Selected text ::
■ ■ ■ ■ ■
Nevin Manimala Statistics

Learning from errors? The impact of erroneous example elaboration on learning outcomes of medical statistics in Chinese medical students

BMC Med Educ. 2022 Jun 17;22(1):469. doi: 10.1186/s12909-022-03460-1.


BACKGROUND: Constructivism theory has suggested that constructing students’ own meaning is essential to successful learning. The erroneous example can easily trigger learners’ confusion and metacognition, which may “force” students to process the learning material and construct meaning deeply. However, some learners exhibit a low level of elaboration activity and spend little time on each example. Providing instructional scaffolding and elaboration training may be an efficient method for addressing this issue. The current study conducted a randomized controlled trial to examine the effectiveness of erroneous example elaboration training on learning outcomes and the mediating effects of metacognitive load for Chinese students in medical statistics during the COVID-19 pandemic.

METHODS: Ninety-one third-year undergraduate medical students were randomly assigned to the training group (n = 47) and the control group (n = 44). Prerequisite course performance and learning motivation were collected as covariates. The mid-term exam and final exam were viewed as posttest and delayed-test to make sure the robustness of the training effect. The metacognitive load was measured as a mediating variable to explain the relationship between the training and academic performance.
■ ■ ■ ■ ■
Data section ::
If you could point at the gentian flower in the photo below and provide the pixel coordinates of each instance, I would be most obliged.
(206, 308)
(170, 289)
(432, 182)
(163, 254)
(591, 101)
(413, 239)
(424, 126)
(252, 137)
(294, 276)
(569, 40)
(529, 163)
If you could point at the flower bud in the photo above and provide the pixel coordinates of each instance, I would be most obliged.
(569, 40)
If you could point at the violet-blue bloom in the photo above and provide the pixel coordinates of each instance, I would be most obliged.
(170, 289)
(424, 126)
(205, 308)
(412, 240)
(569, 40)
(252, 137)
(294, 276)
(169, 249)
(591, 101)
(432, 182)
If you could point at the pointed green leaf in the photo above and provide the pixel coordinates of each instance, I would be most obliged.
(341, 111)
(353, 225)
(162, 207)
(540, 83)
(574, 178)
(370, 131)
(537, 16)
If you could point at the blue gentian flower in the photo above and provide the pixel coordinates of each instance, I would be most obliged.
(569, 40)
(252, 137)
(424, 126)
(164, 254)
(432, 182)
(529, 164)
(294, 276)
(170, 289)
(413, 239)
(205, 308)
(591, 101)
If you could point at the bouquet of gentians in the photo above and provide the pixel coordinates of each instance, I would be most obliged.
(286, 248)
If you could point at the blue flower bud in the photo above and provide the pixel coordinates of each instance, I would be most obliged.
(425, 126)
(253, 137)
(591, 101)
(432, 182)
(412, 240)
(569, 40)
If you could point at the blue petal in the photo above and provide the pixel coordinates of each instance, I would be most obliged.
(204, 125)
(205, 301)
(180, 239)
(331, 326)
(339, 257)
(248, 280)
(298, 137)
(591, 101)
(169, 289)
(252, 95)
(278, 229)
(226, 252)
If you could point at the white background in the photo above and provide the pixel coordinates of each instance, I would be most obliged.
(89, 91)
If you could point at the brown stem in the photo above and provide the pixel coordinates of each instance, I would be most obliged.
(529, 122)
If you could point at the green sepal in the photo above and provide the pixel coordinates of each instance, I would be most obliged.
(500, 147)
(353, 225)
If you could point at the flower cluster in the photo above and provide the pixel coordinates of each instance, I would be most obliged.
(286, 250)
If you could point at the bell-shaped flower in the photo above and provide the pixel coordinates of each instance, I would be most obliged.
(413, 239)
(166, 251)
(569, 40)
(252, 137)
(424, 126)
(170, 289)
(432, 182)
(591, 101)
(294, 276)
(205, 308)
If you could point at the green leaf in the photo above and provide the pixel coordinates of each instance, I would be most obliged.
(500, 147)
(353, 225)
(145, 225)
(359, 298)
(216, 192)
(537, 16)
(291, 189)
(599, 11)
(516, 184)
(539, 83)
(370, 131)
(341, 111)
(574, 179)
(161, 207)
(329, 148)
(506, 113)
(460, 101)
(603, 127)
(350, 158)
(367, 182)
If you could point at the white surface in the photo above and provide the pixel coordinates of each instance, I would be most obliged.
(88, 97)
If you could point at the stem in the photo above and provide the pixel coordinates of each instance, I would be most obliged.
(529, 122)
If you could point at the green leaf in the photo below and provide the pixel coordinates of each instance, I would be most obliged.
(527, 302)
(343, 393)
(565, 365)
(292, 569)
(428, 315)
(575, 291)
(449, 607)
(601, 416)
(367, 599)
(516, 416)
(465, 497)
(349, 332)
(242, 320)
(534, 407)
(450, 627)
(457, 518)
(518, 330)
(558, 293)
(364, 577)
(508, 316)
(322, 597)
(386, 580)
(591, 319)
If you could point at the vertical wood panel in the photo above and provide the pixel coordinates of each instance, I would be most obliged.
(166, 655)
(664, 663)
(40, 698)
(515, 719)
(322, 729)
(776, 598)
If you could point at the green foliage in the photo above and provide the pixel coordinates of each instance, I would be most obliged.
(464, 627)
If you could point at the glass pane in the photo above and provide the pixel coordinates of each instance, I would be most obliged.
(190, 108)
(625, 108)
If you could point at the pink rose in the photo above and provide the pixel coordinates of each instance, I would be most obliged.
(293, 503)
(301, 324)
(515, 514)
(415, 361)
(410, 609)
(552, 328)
■ ■ ■ ■ ■
Tasks to carry out ::
- 1) Reproduce everything in the erroneous-example study abstract from "Learning from errors?" down to "17;22(1):469. doi: 10.1186/s12909-022-03460-1.", word for word.
- 2) Continue the abstract on erroneous example training in medical statistics, starting right after its final sentence.

Per-task answers ::
- 1)
Learning from errors? The impact of erroneous example elaboration on learning outcomes of medical statistics in Chinese medical students

BMC Med Educ. 2022 Jun 17;22(1):469. doi: 10.1186/s12909-022-03460-1.

- 2)
RESULTS: The training significantly improved both posttest and delayed-test performance compared with no training (Fposttest = 26.65, p < 0.001, Partial η2 = 0.23; Fdelayed test = 38.03, p < 0.001, Partial η2 = 0.30). The variation trend in metacognitive load in the two groups was significantly different (F = 2.24, p < 0.05, partial η2 = 0.20), but metacognitive load could not explain the positive association between the treatment and academic performance (β = – 0.06, se = 0.24, 95% CI – 0.57 to 0.43).

CONCLUSIONS: Erroneous example learning and metacognitive demonstrations are effective for academic performance in the domain of medical statistics, but their underlying mechanism merits further study.